• **Исходные данные**:
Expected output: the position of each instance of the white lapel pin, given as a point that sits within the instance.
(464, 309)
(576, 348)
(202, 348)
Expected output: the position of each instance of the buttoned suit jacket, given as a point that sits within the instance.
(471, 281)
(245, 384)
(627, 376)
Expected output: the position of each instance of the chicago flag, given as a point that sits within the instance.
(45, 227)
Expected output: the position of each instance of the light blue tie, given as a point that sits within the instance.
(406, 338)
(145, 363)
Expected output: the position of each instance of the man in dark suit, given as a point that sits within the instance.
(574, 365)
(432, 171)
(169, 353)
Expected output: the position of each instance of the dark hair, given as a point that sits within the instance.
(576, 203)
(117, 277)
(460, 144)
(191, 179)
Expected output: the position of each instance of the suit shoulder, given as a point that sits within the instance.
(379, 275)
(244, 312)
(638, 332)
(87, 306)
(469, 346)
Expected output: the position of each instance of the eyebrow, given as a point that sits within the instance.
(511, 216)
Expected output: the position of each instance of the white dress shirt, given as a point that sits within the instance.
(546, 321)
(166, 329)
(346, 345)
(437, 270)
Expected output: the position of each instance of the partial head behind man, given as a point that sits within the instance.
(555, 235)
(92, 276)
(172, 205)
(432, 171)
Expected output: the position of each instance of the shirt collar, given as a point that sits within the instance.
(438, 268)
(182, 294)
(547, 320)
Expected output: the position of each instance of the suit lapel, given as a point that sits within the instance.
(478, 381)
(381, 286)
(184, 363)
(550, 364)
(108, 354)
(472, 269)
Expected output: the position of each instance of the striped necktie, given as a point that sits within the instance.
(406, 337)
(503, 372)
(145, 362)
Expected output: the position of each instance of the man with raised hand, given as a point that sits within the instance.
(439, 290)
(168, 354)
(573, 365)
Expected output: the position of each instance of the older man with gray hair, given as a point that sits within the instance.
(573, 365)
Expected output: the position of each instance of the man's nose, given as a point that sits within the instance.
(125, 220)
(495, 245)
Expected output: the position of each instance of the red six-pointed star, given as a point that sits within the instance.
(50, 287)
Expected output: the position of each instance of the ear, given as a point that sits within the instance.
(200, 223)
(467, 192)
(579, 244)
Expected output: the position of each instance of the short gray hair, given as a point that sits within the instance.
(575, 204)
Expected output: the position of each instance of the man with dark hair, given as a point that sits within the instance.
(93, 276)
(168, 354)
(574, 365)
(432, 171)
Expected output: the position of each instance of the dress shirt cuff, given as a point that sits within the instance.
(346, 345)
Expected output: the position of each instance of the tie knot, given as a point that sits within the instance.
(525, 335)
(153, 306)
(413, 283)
---
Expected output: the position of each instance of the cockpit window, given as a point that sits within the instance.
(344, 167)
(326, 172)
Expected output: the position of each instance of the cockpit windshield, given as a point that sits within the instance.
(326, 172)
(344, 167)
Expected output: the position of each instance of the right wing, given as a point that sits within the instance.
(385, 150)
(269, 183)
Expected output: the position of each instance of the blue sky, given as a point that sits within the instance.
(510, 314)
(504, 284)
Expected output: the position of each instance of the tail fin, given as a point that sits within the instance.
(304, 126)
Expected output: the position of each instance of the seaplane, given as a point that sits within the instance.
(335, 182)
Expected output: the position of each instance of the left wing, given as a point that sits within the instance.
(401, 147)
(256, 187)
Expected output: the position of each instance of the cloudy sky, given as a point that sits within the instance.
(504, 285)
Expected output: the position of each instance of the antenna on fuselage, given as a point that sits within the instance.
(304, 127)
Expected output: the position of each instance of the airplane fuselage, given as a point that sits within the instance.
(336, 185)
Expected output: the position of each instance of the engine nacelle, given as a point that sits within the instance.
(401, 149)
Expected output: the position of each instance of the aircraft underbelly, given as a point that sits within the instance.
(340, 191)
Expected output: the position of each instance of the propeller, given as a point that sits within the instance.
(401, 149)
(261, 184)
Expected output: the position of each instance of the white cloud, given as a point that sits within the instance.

• **Задание**:
Найдите в записях все строки со словом «dark» и выпишите их целиком.

• **Результат**:
Expected output: the position of each instance of the man in dark suit, given as a point that sits within the instance.
Expected output: the position of each instance of the dark hair, given as a point that sits within the instance.
Expected output: the position of each instance of the man with dark hair, given as a point that sits within the instance.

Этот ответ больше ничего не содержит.